> Task item
From the first line of the data below through the line holding "point: smiling face", output each line exactly and leave the pictures out.

> Exercise inputs
____________

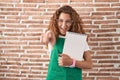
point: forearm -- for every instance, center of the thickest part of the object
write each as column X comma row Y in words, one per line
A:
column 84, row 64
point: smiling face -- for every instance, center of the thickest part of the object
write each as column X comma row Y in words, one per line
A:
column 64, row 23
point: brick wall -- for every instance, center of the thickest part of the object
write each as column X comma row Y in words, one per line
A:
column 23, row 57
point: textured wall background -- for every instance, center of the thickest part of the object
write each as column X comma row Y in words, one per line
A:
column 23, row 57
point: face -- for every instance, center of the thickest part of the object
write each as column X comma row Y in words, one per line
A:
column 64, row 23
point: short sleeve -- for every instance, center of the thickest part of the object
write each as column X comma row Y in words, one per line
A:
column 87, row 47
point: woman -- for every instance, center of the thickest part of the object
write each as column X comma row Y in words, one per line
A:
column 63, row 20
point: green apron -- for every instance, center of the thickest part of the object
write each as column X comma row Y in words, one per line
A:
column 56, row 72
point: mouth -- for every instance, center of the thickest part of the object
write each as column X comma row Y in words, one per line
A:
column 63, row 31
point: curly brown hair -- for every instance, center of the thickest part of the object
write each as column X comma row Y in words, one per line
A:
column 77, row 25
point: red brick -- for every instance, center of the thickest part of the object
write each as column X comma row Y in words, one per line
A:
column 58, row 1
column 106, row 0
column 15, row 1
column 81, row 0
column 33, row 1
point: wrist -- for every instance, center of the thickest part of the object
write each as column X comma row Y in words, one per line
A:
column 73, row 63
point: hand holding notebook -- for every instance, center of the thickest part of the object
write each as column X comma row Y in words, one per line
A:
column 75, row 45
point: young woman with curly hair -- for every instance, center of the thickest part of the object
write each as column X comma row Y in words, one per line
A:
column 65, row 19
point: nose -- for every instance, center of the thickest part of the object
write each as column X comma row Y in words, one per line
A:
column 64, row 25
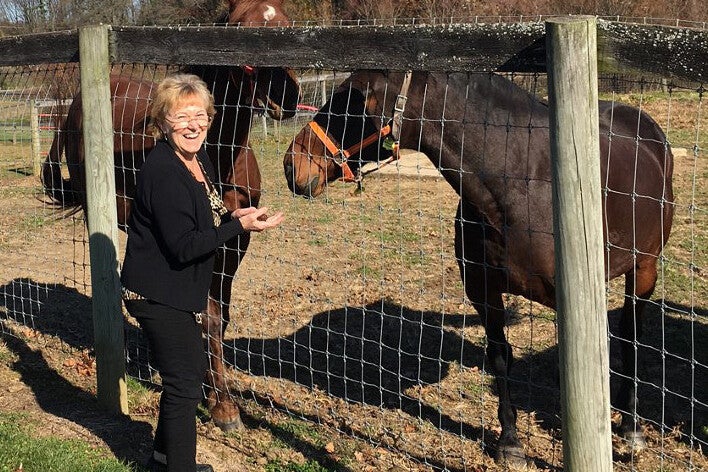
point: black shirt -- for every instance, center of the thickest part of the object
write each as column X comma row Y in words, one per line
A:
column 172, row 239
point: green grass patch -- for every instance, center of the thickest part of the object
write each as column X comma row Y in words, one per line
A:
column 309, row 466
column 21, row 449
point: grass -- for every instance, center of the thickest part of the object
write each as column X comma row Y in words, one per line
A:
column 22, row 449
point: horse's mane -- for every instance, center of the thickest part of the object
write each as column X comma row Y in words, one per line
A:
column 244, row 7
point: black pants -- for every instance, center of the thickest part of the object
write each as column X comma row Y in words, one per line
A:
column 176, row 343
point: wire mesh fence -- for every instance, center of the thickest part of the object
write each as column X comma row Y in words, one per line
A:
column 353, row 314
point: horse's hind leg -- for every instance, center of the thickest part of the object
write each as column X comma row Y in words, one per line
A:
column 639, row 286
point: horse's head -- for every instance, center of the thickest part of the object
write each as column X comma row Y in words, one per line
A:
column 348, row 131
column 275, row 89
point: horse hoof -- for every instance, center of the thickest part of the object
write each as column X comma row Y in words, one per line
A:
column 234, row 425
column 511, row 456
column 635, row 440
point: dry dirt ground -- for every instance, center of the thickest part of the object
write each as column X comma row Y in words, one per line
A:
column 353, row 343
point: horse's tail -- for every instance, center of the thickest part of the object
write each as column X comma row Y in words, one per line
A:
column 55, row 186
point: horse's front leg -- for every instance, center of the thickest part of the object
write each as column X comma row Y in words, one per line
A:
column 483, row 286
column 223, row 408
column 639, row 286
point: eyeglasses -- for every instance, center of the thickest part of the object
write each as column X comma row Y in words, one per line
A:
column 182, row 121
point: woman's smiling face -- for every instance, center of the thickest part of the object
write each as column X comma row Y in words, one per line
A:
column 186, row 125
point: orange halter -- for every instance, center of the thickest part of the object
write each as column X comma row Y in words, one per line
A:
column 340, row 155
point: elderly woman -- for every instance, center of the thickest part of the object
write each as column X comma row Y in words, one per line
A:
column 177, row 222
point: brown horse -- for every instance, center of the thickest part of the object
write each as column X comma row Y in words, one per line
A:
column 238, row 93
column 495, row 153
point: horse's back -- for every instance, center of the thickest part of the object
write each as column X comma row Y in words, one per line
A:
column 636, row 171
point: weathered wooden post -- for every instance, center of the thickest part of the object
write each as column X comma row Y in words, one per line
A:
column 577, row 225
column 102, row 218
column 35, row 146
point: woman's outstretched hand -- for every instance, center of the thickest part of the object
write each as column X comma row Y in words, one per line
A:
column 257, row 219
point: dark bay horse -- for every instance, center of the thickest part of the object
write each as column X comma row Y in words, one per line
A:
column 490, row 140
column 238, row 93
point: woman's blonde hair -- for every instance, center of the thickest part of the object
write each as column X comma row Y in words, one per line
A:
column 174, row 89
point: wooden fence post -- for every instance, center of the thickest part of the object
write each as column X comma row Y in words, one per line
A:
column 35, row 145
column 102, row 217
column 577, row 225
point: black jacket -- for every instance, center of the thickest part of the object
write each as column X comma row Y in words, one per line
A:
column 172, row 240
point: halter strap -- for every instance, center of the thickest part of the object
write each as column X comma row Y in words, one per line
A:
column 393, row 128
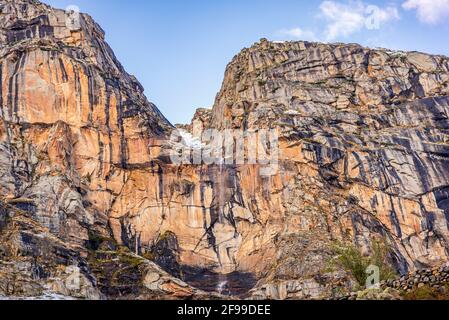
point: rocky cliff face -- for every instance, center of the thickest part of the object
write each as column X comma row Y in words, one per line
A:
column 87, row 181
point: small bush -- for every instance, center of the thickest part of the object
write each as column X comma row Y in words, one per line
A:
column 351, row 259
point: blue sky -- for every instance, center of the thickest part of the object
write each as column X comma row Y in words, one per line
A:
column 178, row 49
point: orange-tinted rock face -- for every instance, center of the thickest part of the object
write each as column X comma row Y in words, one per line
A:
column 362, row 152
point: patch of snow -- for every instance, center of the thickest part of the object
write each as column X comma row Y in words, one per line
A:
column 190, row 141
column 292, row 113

____________

> Response to this task
point: forearm -- for every instance, center of the thickest part of the object
write each as column X comma row Y in words, one per line
A:
column 84, row 64
point: smiling face -- for every instance, center of the thickest part of the object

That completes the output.